[Stated goal]: Pick up the Raspberry Pi robot car tutorial below after its final sentence and keep writing it.

[Text passage]:
☆ ☆ ☆
WolfieWeb Robotics & AI - Raspberry Pi Robot Car (Beginner Tutorial)

What you will build

A small 2WD or 4WD robot car powered by Raspberry Pi 4 or Raspberry Pi 5. It can drive forward/backward, turn left/right, and it will stop/turn when it detects an obstacle using an HC-SR04 ultrasonic sensor.

Wiring overview diagram for Raspberry Pi robot car

Detailed wiring diagram for Raspberry Pi robot car – Pi to motor driver, motors, and HC-SR04 sensor

Parts list (with shopping links)

These are examples from common reputable stores. You can swap brands - just match the part type.

Raspberry Pi 4 or Raspberry Pi 5

Either works. Pi 5 is faster.

Raspberry Pi official products / resellers

Official Power Supply

Pi 5: official 27W USB-C PD recommended. Pi 4: official 15W USB-C is fine.

Raspberry Pi 27W USB-C Power Supply (official) Adafruit - official 27W PSU listing

microSD Card (32GB+)

Use a name brand A1/A2 card. Cheap fakes cause random crashes.

PiShop - Raspberry Pi SD cards Tom's Hardware - best microSD cards for Pi (guide)

Robot car chassis + motors (2WD or 4WD)

2WD is easiest. 4WD is fine and gives more traction.

Example 4WD chassis kit (Amazon) RobotShop - 4/6 wheel platforms

Motor driver (choose one)

TB6612FNG runs cooler than L298N. L298N is common and beginner-friendly.

SparkFun - TB6612FNG motor driver MakerFabs - L298N motor driver board Amazon - L298N options

Ultrasonic distance sensor (HC-SR04)

Important: the Echo pin is 5V. Use a resistor divider to protect the Pi.
☆ ☆ ☆
[Material provided]:
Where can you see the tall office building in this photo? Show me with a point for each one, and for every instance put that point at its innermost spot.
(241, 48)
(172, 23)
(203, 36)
☆ ☆ ☆
[Response below]:
Adafruit - HC-SR04 + resistors Amazon - HC-SR04 example

Battery holder / motor battery

Beginner-safe option: 6xAA NiMH to power motors + driver. (Pi uses its own USB-C supply.)

RobotShop - 6xAA holder with switch Amazon - 6xAA holder example

Optional: Buck converter (if you want one battery)

LM2596 step-down can be used to make 5V from a higher battery. Only do this if you know what you're doing.

Rokland - LM2596 buck converter Amazon - LM2596 example

Blunt truth (so you don't fry the Pi)

Motors cause voltage dips + noise.
If the Pi shares motor power, it will reboot or corrupt the SD card.
Use separate motor power and tie grounds together (GND).

Build steps (detailed)

Step 1 - Assemble the chassis

Mount motors to the chassis.
Press/attach wheels firmly.
Install caster wheel (if included).
Mount the battery holder.
Mount the Raspberry Pi on standoffs (do not let it touch metal).

Step 2 - Wiring the motor driver (detailed)

We will use this GPIO mapping (BCM):

IN1 → GPIO17
IN2 → GPIO18
IN3 → GPIO22
IN4 → GPIO23
Pi GND → Motor driver GND

2.1 Power & ground (do this first)

Power the Raspberry Pi from its own USB-C power supply (official PSU recommended).
Power the motors + motor driver from a separate motor battery pack (for example 6xAA NiMH).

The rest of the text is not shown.